REQUIREMENT:
Can you quote the rows below word for word, starting at the line that contains "Task: Where can the green vegetation" and going through the end of the rows?

:: RECORDS FOR THIS EXERCISE ::

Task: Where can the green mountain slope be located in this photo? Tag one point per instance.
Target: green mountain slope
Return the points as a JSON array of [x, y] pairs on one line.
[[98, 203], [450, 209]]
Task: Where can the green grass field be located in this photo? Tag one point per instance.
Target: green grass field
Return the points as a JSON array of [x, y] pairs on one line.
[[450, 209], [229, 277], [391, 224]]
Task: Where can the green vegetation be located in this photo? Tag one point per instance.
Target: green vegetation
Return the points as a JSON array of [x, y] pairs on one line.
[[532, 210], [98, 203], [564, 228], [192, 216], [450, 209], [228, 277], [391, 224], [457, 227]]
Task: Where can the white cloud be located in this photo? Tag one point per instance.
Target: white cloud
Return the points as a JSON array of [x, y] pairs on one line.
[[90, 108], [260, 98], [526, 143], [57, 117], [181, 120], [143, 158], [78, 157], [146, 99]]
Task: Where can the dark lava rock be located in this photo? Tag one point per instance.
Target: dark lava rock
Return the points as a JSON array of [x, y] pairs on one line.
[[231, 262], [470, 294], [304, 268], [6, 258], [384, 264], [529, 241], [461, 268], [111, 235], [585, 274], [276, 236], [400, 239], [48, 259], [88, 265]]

:::

RIGHT ANSWER:
Task: Where can the green vegetation be located in this photo? Tag one point per instance.
Target: green vegetation
Return the points as a JSON array of [x, y] pairs on one line.
[[532, 210], [98, 203], [564, 228], [192, 216], [450, 209], [228, 277], [391, 224], [457, 227]]
Task: Where can the white cloud be located in this photo? Tag one point per instance.
Target: white cloud
Return the points as a JSON array of [x, y] pairs on one line.
[[90, 108], [260, 98], [526, 143], [57, 117], [181, 120], [143, 158], [78, 157], [146, 99]]
Task: Where can the dark lava rock be located in this photo? Tag one point per instance.
Target: dark lava rock
Return the points as a JSON array of [x, y] pairs on one line.
[[231, 262], [470, 294], [304, 268], [6, 258], [384, 264], [529, 241], [461, 268], [111, 235], [585, 274], [276, 236], [400, 239], [48, 259], [88, 265]]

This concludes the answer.